Running Tests & Filtering
Run all:
./build/my_tests
List tests:
./build/my_tests --gtest_list_tests
Run a subset:
./build/my_tests --gtest_filter=Math.*
./build/my_tests --gtest_filter=*Divide*
Repeat until failure (useful for flaky tests):
./build/my_tests --gtest_repeat=100 --gtest_break_on_failure
Death Tests (Advanced)
Death tests verify code terminates (asserts, aborts, etc.). Mostly useful for validating invariants.
TEST(Fatal, DiesOnBadInvariant) {
EXPECT_DEATH({
// code that should abort/assert
}, ".*");
}
Use sparingly—designing code to return errors is usually better.
Unit Tests vs Integration Tests (Don’t Mix Them)
- Unit test: fast, deterministic, no external dependencies
- Integration test: real filesystem/network/db/hardware, slower, validates wiring
GoogleTest can run both, but keep them in separate targets or label/filter them.
A “Real” Example: Testing a Parser Function
Here’s a slightly more realistic scenario: parse a config line.
include/config.hpp
#pragma once
#include <optional>
#include <string>
struct Kv { std::string key; std::string value; };
// Parses "key=value" (no spaces). Returns nullopt if invalid.
std::optional<Kv> parse_kv(std::string_view line);
src/config.cpp
#include "config.hpp"
std::optional<Kv> parse_kv(std::string_view line) {
auto pos = line.find('=');
if (pos == std::string_view::npos) return std::nullopt;
if (pos == 0 || pos == line.size() - 1) return std::nullopt;
Kv kv;
kv.key = std::string(line.substr(0, pos));
kv.value = std::string(line.substr(pos + 1));
return kv;
}
tests/test_config.cpp
#include <gtest/gtest.h>
#include "config.hpp"
TEST(Config, ParseValid) {
auto kv = parse_kv("mode=fast");
ASSERT_TRUE(kv.has_value());
EXPECT_EQ(kv->key, "mode");
EXPECT_EQ(kv->value, "fast");
}
TEST(Config, MissingEquals_Invalid) {
EXPECT_FALSE(parse_kv("modefast").has_value());
}
TEST(Config, EmptyKey_Invalid) {
EXPECT_FALSE(parse_kv("=fast").has_value());
}
TEST(Config, EmptyValue_Invalid) {
EXPECT_FALSE(parse_kv("mode=").has_value());
}
This is the kind of testing that pays off immediately.
Best Practices (The Ones That Actually Matter)
- Keep tests fast (milliseconds per file, not seconds)
- Avoid global/shared state
- Don’t use randomness unless you seed deterministically
- Prefer pure functions and dependency injection
- Use
ASSERT_*before dereferencing pointers/optionals - Make tests readable like documentation
- Treat flaky tests as broken tests (fix or delete)
Mini Checklist: When your gtest suite is “good”
You’re in a great place when:
- Running the full suite takes under a minute
- Tests fail with clear messages
- Changing implementation doesn’t break tests unless behavior changes
- You can refactor without fear

● Supplied material:
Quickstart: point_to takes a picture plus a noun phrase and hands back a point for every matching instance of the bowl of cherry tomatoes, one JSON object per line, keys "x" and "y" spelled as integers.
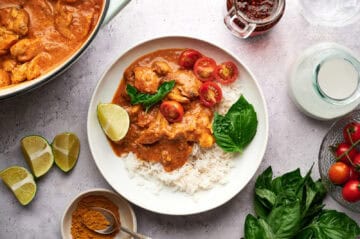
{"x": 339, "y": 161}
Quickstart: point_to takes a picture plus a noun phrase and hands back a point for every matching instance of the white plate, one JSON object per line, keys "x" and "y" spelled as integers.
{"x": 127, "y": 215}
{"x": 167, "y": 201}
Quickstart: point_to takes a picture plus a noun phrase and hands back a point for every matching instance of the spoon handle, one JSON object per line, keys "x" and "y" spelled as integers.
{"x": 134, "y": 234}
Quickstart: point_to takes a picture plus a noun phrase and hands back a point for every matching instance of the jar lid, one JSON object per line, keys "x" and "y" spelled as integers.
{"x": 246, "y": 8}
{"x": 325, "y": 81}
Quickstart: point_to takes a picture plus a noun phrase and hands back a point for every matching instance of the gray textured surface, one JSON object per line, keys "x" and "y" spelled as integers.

==

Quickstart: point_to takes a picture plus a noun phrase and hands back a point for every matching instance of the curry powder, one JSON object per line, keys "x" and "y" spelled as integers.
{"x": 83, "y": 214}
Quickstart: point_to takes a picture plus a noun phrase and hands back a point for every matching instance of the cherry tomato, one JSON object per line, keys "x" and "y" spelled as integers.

--

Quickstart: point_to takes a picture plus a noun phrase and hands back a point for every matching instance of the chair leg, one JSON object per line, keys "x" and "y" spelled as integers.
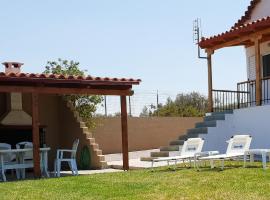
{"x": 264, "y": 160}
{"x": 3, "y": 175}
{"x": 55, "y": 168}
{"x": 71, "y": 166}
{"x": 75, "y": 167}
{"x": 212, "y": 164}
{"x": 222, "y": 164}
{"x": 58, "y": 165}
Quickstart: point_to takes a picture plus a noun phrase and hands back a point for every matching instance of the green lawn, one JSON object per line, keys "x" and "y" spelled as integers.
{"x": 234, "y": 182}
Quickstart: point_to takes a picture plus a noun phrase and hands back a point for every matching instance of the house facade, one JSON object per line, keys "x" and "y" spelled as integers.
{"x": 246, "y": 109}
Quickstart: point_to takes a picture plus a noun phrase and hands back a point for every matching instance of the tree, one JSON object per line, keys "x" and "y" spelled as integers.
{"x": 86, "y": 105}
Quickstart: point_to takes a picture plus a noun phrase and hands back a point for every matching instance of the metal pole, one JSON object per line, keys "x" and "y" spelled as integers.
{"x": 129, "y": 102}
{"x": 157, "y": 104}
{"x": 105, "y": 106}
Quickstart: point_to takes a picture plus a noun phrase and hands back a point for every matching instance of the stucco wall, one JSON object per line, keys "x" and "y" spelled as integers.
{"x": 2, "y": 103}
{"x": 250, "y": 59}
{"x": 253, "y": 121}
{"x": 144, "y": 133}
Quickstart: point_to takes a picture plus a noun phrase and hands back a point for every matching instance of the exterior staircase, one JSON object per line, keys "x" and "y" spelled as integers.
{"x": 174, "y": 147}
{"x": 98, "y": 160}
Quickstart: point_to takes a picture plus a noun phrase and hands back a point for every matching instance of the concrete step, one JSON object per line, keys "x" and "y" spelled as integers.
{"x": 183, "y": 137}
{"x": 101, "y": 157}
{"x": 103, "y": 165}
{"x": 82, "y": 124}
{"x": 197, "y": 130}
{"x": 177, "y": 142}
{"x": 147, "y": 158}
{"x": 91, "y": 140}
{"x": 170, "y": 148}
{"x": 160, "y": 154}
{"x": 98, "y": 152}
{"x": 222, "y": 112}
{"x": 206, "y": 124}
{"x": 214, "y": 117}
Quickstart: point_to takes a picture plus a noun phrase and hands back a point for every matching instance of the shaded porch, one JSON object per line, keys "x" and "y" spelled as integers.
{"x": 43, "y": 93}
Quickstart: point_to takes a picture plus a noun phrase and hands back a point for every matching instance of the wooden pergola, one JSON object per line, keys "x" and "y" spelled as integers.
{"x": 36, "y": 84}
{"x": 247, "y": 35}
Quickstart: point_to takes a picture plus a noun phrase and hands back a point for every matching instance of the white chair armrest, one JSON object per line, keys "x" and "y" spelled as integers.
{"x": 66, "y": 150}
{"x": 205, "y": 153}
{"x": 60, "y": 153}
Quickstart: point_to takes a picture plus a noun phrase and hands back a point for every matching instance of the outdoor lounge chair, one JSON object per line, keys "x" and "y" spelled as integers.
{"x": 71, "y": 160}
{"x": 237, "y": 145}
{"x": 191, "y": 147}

● Problem to work on: Reproduce the GoogleTest guide between "Death tests verify" and "a config line.", inclusive. The lines have no part in this.

● Final result:
Death tests verify code terminates (asserts, aborts, etc.). Mostly useful for validating invariants.
TEST(Fatal, DiesOnBadInvariant) {
EXPECT_DEATH({
// code that should abort/assert
}, ".*");
}
Use sparingly—designing code to return errors is usually better.
Unit Tests vs Integration Tests (Don’t Mix Them)
- Unit test: fast, deterministic, no external dependencies
- Integration test: real filesystem/network/db/hardware, slower, validates wiring
GoogleTest can run both, but keep them in separate targets or label/filter them.
A “Real” Example: Testing a Parser Function
Here’s a slightly more realistic scenario: parse a config line.